Objective
Turn every line of the records below into a numbered list, skipping blank lines and leaving the pictures out.

[Excerpts from a point labeling dataset]
╔══

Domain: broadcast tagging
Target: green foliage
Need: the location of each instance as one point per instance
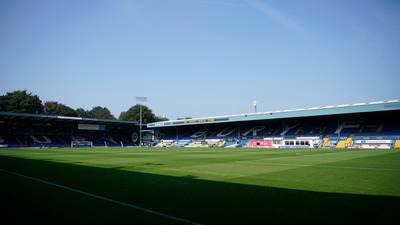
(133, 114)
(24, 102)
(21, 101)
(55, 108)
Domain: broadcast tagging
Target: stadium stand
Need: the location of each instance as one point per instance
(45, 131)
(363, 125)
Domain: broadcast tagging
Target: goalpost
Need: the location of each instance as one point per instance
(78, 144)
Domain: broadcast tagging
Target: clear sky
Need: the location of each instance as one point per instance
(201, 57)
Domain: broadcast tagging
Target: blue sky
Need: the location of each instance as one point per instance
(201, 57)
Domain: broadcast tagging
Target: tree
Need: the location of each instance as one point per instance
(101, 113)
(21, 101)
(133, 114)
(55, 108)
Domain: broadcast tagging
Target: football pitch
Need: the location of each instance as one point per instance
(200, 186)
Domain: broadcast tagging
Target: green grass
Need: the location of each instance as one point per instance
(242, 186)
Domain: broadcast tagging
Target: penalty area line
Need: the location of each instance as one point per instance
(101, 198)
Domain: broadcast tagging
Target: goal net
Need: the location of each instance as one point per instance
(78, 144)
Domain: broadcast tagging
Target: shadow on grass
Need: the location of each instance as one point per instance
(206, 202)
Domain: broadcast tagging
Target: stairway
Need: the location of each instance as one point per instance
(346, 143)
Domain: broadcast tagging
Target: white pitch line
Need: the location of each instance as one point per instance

╚══

Task response
1. Domain: broadcast tagging
2. Target: green foliage
3. Need: the location of each instance as one point per instance
4. (133, 114)
5. (24, 102)
6. (21, 101)
7. (55, 108)
8. Domain: broadcast tagging
9. Target: stadium stand
10. Need: the location of each instance as one point per instance
11. (45, 131)
12. (363, 125)
13. Domain: broadcast tagging
14. Target: goalpost
15. Need: the location of each instance as one point per instance
16. (78, 144)
17. Domain: broadcast tagging
18. Target: clear sky
19. Need: the location of each instance as one point per instance
20. (201, 57)
21. Domain: broadcast tagging
22. Target: blue sky
23. Need: the location of each instance as one point per instance
24. (201, 57)
25. Domain: broadcast tagging
26. Target: tree
27. Need: the location of each instance as one point per instance
28. (101, 113)
29. (21, 101)
30. (133, 114)
31. (55, 108)
32. Domain: broadcast tagging
33. Target: football pitch
34. Need: the location of each instance as one point per instance
35. (200, 186)
36. Domain: broadcast tagging
37. Target: green grass
38. Need: the location of each instance as one point per instance
39. (242, 186)
40. Domain: broadcast tagging
41. Target: penalty area line
42. Need: the location of each instance as one point per instance
43. (101, 198)
44. Domain: broadcast tagging
45. Target: goal net
46. Need: the location of each instance as one point per instance
47. (78, 144)
48. Domain: broadcast tagging
49. Target: shadow on grass
50. Need: the location of each instance as one point per instance
51. (206, 202)
52. Domain: broadcast tagging
53. Target: stairway
54. Need: the location of each instance as one point per instance
55. (346, 143)
56. Domain: broadcast tagging
57. Target: white pitch line
58. Need: the location of each instance as one point per instance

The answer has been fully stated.